Prompt A
Reproduce the resume advice text below, everything from "Unexplained Job Hopping" down to "company loses money.".

Page text
This takes 15-20 minutes per application when you have a system. That investment pays for itself many times over compared to blasting the same generic resume to 100 postings.

Unexplained Job Hopping

Short stints aren't automatically disqualifying — the job market is volatile and layoffs happen. But a pattern of leaving every role after 6-12 months without explanation raises flags. Recruiters worry about investment: if it takes 3-6 months to get someone fully productive and they leave at month 8, the company loses money.

If you have short stints, address them proactively:

  • Label contract or freelance roles clearly so they don't look like premature departures
  • If you were laid off, a brief note like "(company downsized)" removes ambiguity
  • Group short freelance gigs under one "Freelance Consultant" header with a date range
  • Focus on accomplishments even in short tenures — impact matters more than duration

Burying the Lead

Recruiters scan top to bottom, left to right. If your most impressive qualification is buried in the third bullet of your second job entry, most recruiters will never see it.

The top third of your resume is prime real estate. Use it for:

  • A targeted professional summary
  • Your most relevant and impressive role
  • The accomplishments that directly relate to the job you're applying for

If your most relevant experience isn't your most recent, consider a hybrid resume format that leads with a "Relevant Experience" section before your chronological work history.

Walls of Text

If your job entries have 8-10 bullet points each, you don't have a resume — you have a novel. Recruiters scanning at 7 seconds per resume are not reading your eighth bullet point. They're barely reading your third.

For each role, aim for 3-5 bullets maximum. Pick the ones with the strongest metrics and the most direct relevance to roles you're targeting. Everything else is noise.

Pointing records
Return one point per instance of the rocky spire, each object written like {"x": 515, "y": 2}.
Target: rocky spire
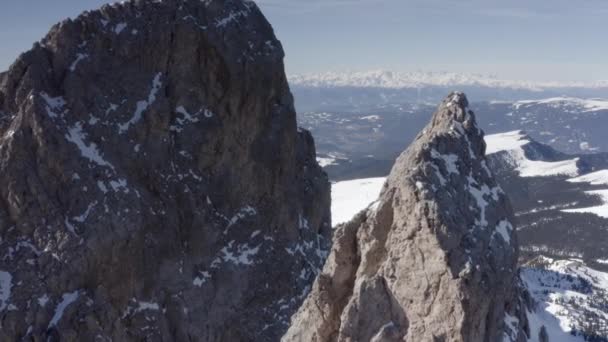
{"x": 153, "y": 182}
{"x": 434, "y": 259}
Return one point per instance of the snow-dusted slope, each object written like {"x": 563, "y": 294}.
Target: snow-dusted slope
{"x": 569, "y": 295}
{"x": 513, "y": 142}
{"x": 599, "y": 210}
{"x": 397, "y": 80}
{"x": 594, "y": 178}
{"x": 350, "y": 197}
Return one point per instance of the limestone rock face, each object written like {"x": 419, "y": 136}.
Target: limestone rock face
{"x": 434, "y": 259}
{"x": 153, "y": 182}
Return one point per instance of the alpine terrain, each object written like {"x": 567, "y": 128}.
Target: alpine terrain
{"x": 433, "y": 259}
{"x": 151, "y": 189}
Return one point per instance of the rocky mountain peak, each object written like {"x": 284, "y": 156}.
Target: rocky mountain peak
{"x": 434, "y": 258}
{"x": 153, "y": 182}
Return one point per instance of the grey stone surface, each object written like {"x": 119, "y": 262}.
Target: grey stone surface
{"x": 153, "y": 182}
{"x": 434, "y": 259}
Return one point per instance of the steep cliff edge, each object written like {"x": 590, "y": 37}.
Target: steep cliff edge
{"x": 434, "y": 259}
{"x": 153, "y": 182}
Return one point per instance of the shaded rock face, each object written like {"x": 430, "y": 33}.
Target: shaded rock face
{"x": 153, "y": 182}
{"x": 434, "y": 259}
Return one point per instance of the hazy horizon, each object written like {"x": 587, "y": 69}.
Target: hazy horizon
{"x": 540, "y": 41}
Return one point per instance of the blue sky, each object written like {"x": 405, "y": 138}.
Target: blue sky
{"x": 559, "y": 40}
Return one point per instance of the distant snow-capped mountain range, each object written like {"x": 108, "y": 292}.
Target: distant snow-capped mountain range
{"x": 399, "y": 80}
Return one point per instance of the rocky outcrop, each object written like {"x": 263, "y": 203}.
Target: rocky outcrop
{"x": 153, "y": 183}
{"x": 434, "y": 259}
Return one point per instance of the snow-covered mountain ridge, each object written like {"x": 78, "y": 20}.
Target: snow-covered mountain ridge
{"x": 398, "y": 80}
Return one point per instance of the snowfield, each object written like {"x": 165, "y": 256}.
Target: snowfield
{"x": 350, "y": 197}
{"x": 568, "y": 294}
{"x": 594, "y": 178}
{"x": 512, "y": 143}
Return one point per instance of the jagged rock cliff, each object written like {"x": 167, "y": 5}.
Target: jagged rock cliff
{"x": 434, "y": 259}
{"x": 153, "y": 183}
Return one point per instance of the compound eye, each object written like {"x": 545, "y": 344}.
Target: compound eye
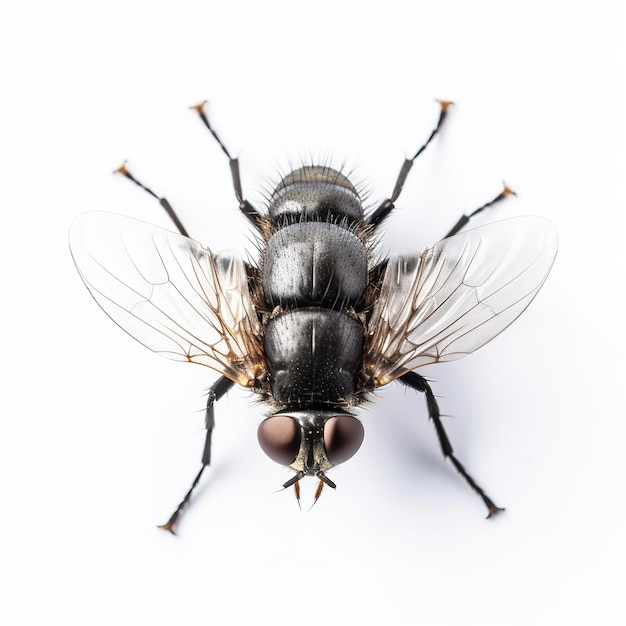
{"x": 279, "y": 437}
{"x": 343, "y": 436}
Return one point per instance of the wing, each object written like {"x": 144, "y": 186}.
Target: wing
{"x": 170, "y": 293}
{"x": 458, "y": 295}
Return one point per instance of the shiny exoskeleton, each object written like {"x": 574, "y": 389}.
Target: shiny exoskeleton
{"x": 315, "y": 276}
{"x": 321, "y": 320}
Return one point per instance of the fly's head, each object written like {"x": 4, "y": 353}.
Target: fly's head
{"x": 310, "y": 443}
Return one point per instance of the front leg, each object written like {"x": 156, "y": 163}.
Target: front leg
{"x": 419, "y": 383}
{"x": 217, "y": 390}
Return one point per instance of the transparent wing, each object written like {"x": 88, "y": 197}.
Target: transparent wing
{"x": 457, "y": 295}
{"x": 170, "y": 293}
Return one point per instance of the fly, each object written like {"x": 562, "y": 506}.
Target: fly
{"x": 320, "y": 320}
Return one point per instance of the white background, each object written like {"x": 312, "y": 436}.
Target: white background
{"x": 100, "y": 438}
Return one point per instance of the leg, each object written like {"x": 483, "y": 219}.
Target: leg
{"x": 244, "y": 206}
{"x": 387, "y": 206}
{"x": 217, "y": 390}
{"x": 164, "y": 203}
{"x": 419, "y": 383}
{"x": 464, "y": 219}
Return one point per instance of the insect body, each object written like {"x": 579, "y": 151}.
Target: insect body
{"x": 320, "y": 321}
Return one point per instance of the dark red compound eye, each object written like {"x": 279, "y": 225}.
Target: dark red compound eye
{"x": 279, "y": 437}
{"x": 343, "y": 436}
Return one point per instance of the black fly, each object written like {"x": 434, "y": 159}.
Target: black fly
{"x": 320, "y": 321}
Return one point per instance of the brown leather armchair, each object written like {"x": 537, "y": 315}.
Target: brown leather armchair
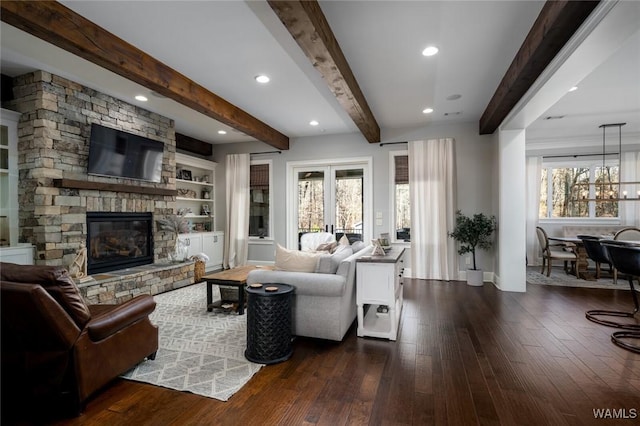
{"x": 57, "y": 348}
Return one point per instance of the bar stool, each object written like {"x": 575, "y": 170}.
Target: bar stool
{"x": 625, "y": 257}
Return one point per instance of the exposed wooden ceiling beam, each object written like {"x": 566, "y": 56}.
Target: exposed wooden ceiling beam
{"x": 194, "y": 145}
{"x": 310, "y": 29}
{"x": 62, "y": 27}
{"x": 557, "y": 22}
--
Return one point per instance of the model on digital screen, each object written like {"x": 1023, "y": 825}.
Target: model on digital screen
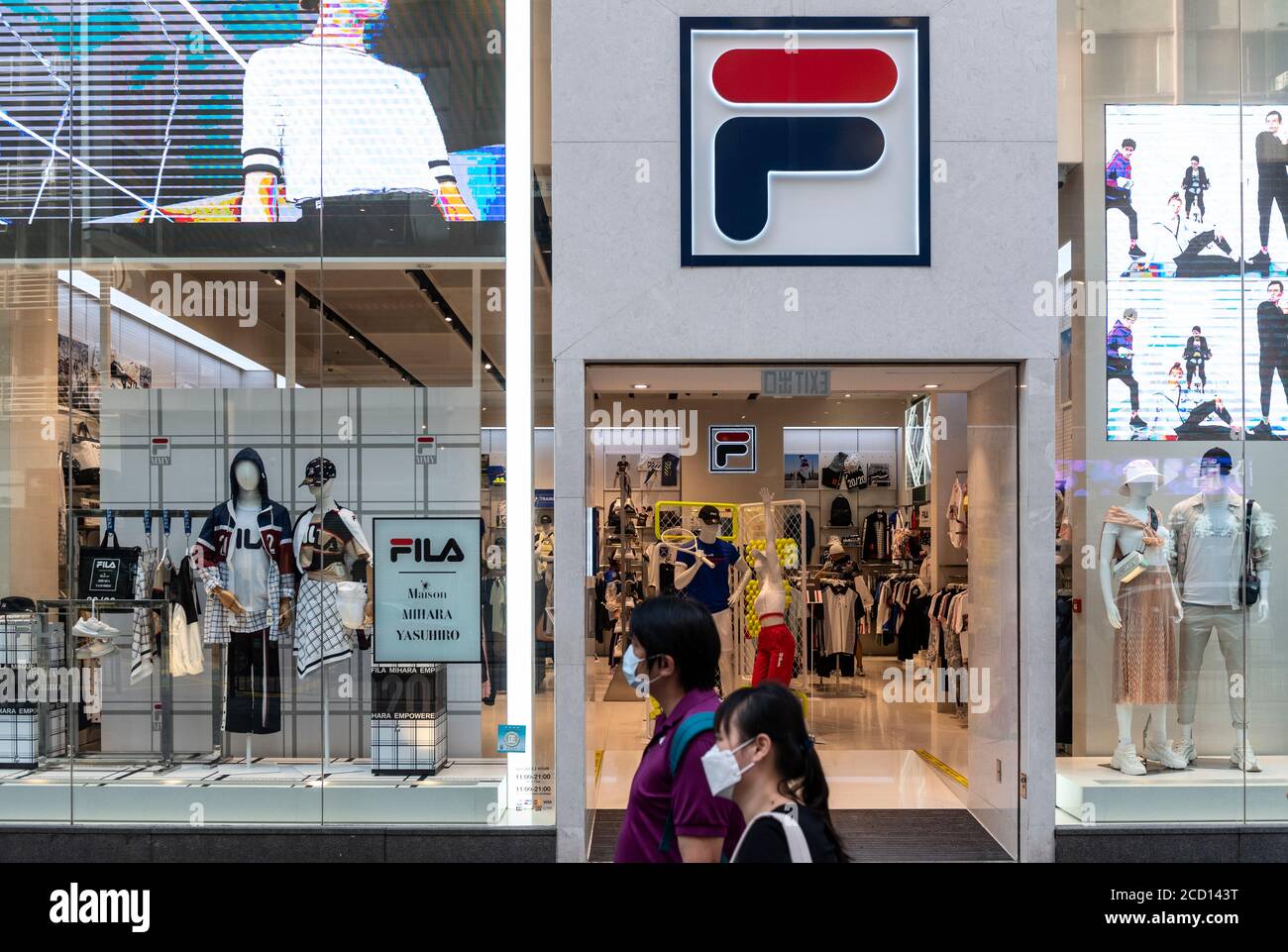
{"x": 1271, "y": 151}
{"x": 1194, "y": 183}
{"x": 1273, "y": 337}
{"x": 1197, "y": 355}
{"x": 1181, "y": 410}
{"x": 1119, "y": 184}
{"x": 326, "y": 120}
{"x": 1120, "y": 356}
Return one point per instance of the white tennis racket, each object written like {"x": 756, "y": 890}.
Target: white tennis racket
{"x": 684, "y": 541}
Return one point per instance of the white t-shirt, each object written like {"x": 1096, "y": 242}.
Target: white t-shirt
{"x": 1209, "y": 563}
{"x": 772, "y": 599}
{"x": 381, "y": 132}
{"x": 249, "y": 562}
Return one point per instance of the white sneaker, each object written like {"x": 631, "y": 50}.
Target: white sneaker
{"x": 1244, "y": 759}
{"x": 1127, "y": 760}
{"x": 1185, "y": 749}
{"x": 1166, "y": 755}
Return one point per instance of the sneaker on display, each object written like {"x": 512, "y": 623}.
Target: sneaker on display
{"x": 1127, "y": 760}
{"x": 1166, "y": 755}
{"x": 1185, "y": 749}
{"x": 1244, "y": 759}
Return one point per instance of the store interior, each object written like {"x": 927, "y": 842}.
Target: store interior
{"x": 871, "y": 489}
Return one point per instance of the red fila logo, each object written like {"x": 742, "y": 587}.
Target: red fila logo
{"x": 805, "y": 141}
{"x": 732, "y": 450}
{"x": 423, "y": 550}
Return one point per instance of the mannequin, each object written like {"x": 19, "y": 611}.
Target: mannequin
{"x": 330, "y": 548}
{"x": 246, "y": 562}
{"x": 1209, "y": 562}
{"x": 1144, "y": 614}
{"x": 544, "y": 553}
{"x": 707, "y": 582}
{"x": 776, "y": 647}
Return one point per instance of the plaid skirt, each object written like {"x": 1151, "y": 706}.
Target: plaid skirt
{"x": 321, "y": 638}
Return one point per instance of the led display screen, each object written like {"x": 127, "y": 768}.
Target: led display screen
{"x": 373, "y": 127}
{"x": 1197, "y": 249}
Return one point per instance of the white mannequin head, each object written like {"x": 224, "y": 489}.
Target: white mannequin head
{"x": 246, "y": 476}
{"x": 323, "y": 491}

Prompt B
Return each line of the records above that contains the string "plaid".

Final result A
Unexplained Job Hopping

Short stints aren't automatically disqualifying — the job market is volatile and layoffs happen. But a pattern of leaving every role after 6-12 months without explanation raises flags. Recruiters worry about investment: if it takes 3-6 months to get someone fully productive and they leave at month 8, the company loses money.

Final result B
Return one point per instance of the plaid skirt, each object written like {"x": 1151, "y": 706}.
Target: plaid skirt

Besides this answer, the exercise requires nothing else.